> [SET EXERCISE]: Rewrite every one of the items below, substituting "enclosing rectangles" for each occurrence of "bounding boxes" and leaving all other text unchanged. Leave the pictures out of your answer.

>>>>

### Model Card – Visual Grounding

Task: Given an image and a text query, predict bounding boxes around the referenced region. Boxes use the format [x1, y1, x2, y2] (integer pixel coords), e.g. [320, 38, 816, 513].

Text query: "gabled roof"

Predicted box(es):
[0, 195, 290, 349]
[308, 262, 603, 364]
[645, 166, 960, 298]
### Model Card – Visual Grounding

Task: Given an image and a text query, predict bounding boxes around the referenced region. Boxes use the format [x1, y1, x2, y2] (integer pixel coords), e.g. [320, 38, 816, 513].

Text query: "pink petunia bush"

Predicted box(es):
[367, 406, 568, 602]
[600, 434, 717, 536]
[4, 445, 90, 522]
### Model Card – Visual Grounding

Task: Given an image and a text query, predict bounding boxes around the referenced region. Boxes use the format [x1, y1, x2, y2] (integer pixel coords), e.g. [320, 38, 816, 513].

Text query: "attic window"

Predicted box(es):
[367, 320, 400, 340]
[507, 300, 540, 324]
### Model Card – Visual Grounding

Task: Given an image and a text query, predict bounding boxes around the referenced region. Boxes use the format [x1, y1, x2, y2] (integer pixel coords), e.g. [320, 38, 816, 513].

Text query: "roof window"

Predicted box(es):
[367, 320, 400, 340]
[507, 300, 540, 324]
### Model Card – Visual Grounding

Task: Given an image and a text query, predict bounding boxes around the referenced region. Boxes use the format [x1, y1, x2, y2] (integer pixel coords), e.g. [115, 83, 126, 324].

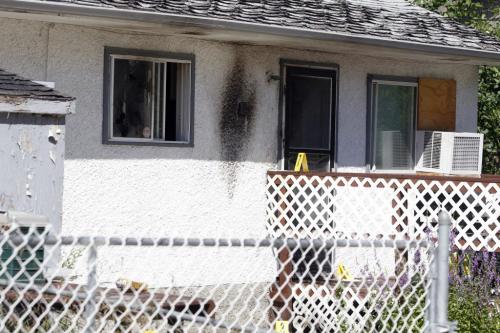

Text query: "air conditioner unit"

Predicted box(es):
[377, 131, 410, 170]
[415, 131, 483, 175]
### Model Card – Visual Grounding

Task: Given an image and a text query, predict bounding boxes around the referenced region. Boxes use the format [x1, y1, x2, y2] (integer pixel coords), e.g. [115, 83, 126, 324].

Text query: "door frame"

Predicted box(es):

<<<<

> [FINISHED ANSWER]:
### Model Card – Visual Grounding

Task: Given an image and a text query, predict enclosing rectangles around the referenced region. Boxes use the format [x1, y1, x2, y2] (integer pixel coords), e.g. [320, 38, 816, 513].

Text query: "gabled roof"

Predicted box(es):
[0, 195, 290, 349]
[308, 262, 603, 364]
[645, 166, 960, 298]
### Model Card – Visual Grounding

Task: Given an image and a text query, predict enclosing rectangles around the referenced region. Boxes use the format [x1, y1, x2, y2] (integer pixel coords), e.g. [320, 38, 816, 513].

Text query: "pink petunia bush"

Predicted box(es):
[367, 406, 568, 602]
[600, 434, 717, 536]
[4, 445, 90, 522]
### Model Card – Visual Grounding

Task: Given an image and a text query, predict enclosing rectangles around the referenced region. Boxes use the format [x1, y1, x2, y2] (integer pixel coords), e.g. [320, 38, 816, 513].

Text query: "attic window"

Predicted box(es):
[367, 320, 400, 340]
[507, 300, 540, 324]
### Model Card – Visual Grounding

Task: Given an image and a text query, predict enclosing rectangles around the referenced region. Boxes use the format [x1, y1, x2, y2] (integer pixel coords), e.g. [320, 38, 816, 513].

Text query: "roof window"

Predicted box(es):
[367, 320, 400, 340]
[507, 300, 540, 324]
### Model Card – Visual Grounding

Task: Given an image and a text query, predict enclosing rectangles around the referenced region. Boxes use the format [x1, y1, x2, y2] (integer pixel coords), e.g. [115, 83, 126, 324].


Text query: "air conditioner unit"

Predicted box(es):
[377, 131, 410, 170]
[415, 131, 483, 175]
### Model Card – Visual Grounding

Task: Given an image and a text query, predict enclosing rectangles around the referenced region. Boxes use the format [x1, y1, x2, y2] (integer pixel coords), e.g. [115, 83, 126, 324].

Text query: "door frame"

Predicted box(es):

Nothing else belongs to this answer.